Records contained in a dataset:
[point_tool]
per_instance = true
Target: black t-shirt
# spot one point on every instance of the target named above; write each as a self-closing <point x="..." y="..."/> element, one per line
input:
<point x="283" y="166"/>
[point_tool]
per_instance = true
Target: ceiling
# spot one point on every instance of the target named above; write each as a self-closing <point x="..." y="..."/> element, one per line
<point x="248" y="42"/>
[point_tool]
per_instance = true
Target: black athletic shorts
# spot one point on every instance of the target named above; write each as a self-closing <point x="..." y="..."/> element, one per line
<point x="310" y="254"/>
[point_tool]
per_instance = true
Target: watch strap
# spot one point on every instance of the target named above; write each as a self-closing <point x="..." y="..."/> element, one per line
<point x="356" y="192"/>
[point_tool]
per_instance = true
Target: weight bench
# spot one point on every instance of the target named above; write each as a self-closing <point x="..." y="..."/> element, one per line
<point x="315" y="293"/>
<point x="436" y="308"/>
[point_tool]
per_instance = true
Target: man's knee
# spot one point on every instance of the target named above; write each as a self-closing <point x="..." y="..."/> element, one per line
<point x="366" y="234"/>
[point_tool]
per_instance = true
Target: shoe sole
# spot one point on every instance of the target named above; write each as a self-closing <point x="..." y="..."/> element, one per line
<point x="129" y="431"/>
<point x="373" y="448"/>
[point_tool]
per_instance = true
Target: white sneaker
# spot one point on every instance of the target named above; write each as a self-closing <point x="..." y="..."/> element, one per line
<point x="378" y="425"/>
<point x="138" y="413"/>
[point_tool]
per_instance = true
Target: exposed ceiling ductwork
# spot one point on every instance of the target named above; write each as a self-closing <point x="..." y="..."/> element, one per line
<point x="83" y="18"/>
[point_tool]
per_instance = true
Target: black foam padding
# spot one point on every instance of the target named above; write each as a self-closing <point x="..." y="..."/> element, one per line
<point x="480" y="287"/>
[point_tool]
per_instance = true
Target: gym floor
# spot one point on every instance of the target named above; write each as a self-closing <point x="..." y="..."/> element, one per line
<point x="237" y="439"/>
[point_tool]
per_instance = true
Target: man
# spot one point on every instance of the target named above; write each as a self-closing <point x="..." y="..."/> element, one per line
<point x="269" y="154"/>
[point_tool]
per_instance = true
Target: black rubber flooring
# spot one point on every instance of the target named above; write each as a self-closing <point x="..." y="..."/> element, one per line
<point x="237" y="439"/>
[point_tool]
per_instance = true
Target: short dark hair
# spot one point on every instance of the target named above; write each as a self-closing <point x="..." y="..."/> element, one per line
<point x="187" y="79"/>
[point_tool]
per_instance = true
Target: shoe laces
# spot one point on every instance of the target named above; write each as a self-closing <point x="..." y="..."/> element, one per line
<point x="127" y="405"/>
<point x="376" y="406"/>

What you are asked to do
Go through the records and print each one exactly.

Written response
[point_tool]
per_instance = true
Target: black t-shirt
# spot one point on every instance of the target named above; write each as a self-closing <point x="..." y="..."/> element, one per line
input:
<point x="283" y="166"/>
[point_tool]
per_instance = true
Target: ceiling
# spot one point on every instance of the target named above; write each as a self-closing <point x="..." y="..."/> element, one per line
<point x="248" y="42"/>
[point_tool]
per_instance = true
Target: black athletic shorts
# spot one point on every instance of the target named above; write each as a self-closing <point x="..." y="..."/> element, one per line
<point x="310" y="254"/>
[point_tool]
per_instance = true
Target: watch strap
# spot one point on every instance of the target named above; write each as a self-closing <point x="..." y="..."/> element, one per line
<point x="356" y="192"/>
[point_tool]
per_instance = true
Target: weight bench
# spot one point on every instance of the target named above; write each as a self-closing <point x="..." y="..."/> element, one per line
<point x="315" y="293"/>
<point x="436" y="308"/>
[point_tool]
per_instance = true
Target: man's knee
# spot one point on every instance of the target named above; write each as a self-closing <point x="..." y="..."/> element, one per line
<point x="366" y="234"/>
[point_tool]
per_instance = true
Target: shoe sole
# spot one point on every instance of the target named above; write each as a self-closing <point x="..." y="..."/> element, one per line
<point x="129" y="431"/>
<point x="373" y="448"/>
[point_tool]
per_instance = true
Target: white sneaker
# spot one point on every instance of the target named above; write each as a self-closing <point x="..." y="..."/> element, one per line
<point x="378" y="425"/>
<point x="138" y="413"/>
[point_tool]
per_instance = true
Target: exposed ceiling ductwork
# spot one point on every instance of the target named above; write each as a self-closing <point x="..." y="..."/> element, one per line
<point x="83" y="18"/>
[point_tool]
per_instance = true
Target: black foam padding
# spot one point on every instance of the target named above; write each as a self-closing <point x="..." y="..."/> element, one per line
<point x="480" y="287"/>
[point_tool]
per_instance = true
Target: gym floor
# spot one point on every instance of the target named above; write each as a self-closing <point x="..." y="..."/> element, one per line
<point x="237" y="439"/>
[point_tool]
per_instance = true
Target: man
# spot one point on every instance of the target named above; write each as a self-closing <point x="..." y="..."/> element, one per line
<point x="269" y="154"/>
[point_tool]
per_instance = true
Target: black rubber flooring
# spot one point on every instance of the target named above; write each as a self-closing <point x="..." y="..."/> element, one per line
<point x="237" y="439"/>
[point_tool]
per_instance = true
Target: short dark hair
# spot one point on every instance of the target named above; write each as a self-closing <point x="..." y="..."/> element, one per line
<point x="187" y="79"/>
[point_tool]
per_instance = true
Target: shoe laces
# spot one point on every instance of the target named above; write each as a self-closing <point x="..." y="..."/> element, one per line
<point x="127" y="405"/>
<point x="376" y="406"/>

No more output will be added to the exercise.